**** TEXT PASSAGE
Tuesday, September 23, 2008

Nice trip

I met Praveen and Leila during my trip with Master to Satkhol (near Nainital). They live near Nice (pronounced as Niece) in France, where Shri Ram Chandra Mission has recently built its ashram. Before my return to India, I thought it might be nice to visit Nice, to see the Mediterranean and also visit the Nice ashram. I had to pay a heavy sum for the tickets, but as soon as I reached there, I realized it was more than that worth. Below, I will share some places and stuff I saw and readers will see that it is not the type of travelogue I write – in fact the trip was more about ‘in Nice’ than ‘about Nice’. Off late, I am also avoiding the tendency to click everything I see, because with a camera, most people indeed miss the forest for the tress. So, at places, pictures will be missed.

Thursday evening

The landing in Nice was the most beautiful landing ever. Water, very beautiful water, as can be seen in some pictures below, and chunks of land surrounded by water, created a very beautiful view just around dusk. There were many yachts ‘parked’ in the sea as well. Another peculiar observation from top was many (Olympic size?) swimming pools, most likely personal, with clear blue water.

Anurag, Praveen’s friend, landed ½ hr after me. Since it was already late evening, we drove back to Praveen’s apartment in Vallauris. In the after-dinner discussions, I discovered that Anurag is a big time book reader (he has just finished his PhD from University of Berkeley and is returning to India to be an Assistant Professor in IIT-Kanpur). Starting from discussions over the recent CERN LHC experiments, the topic changed into science and spirituality. Anurag made a very good clarification to me during this discussion.
********
**** DATASET EXCERPTS
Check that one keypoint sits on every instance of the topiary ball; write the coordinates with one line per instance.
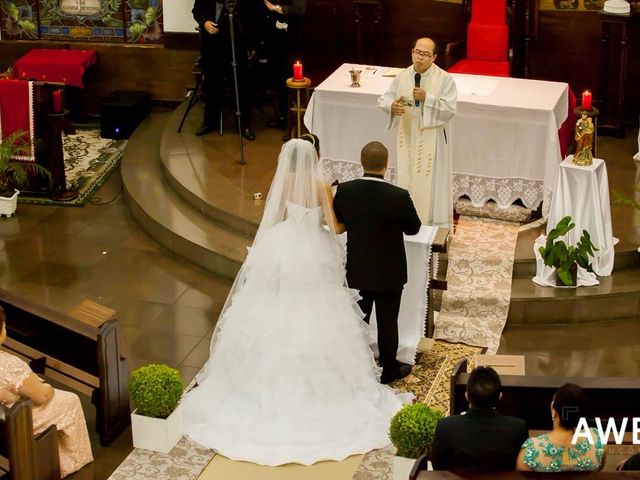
********
**** DATASET EXCERPTS
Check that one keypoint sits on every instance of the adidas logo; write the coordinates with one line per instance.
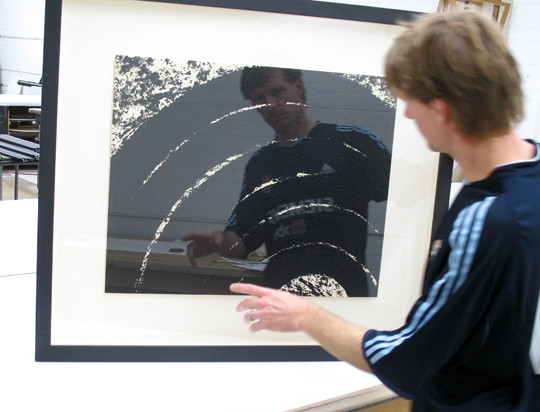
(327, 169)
********
**** DATASET EXCERPTS
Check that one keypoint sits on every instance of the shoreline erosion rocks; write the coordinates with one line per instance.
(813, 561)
********
- **COMPLETE THE FOLLOWING**:
1. Summarize the Nice trip post in two sentences.
2. In the Nice trip post, where will Anurag be an Assistant Professor?
3. Please write the next part of the Nice trip post, picking up right after its final sentence.
The rows above were taken from a separate source.

- **OUTPUTS BY TASK**:
1. The writer met Praveen and Leila on a trip with Master to Satkhol and decided to visit Nice, where they live and where Shri Ram Chandra Mission has recently built an ashram, before returning to India. After a beautiful landing over water at dusk, the writer drove with Praveen's friend Anurag to Praveen's apartment in Vallauris, where an after-dinner talk moved from the CERN LHC experiments to science and spirituality.

2. IIT-Kanpur.

3.
I said that the difference in science and spirituality is that in science, there is a basis on which you build upon something, whereas spirituality is really like throwing your cord to an anchor that does not exist (difficult to explain, but basically in spirituality, you go without really knowing where you are going; you have to depend on something inside that is as perceptible as ether). Anurag said that the same is the case with science and while science proves things by practical measurements and so on, it is nevertheless based on axioms and a real scientist accepts that he does not know beyond a certain point and sometimes does things without really knowing what to expect. He added that most people believe in science and do not really know science, and that is quite correct. I would like to consider this as ‘belief on scientists’ intelligence’ than actually knowing science. Later, I drew a parallel between people who believe in God because they have been told so and between people who explore the existence of God. An analogy could clearly be drawn here between science and spirituality.

(Coincidentally, I started reading Code Name God by Mani Bhaumik in the flight and that deals very well with concepts of science vs. spirituality.)

I also discovered that Anurag’s reading style is very different (tending to unique). For him, he says, the books are his companions and not merely source of knowledge or entertainment. For him, books are tools for self and spiritual evolution. I still maintain that books can only take us to certain extent, but I also know from experience that without imparting the understanding, a book can impart/transmit its content if you are in the right receiving state. In this way, a book can also bring one to the level of the author’s evolution.

Friday

Coming back to the touristic part, Vallauris is a small town, well known for inhabiting Picasso. I am not sure but this might be the place where he developed his ceramic art. Next morning, in a sunny, clear sky, we spent more than 1.5 hrs in the Vallauris ceramic/porcelain market. Some of the shops actually have a small factory on the backside where they make these items. It is a very beautiful and colourful market and gives a taste of quiet, easygoing town life. Some items were pretty expensive but were piece produced and not mass produced. I bought a ceramic jug for gift and broke it in ½ hr.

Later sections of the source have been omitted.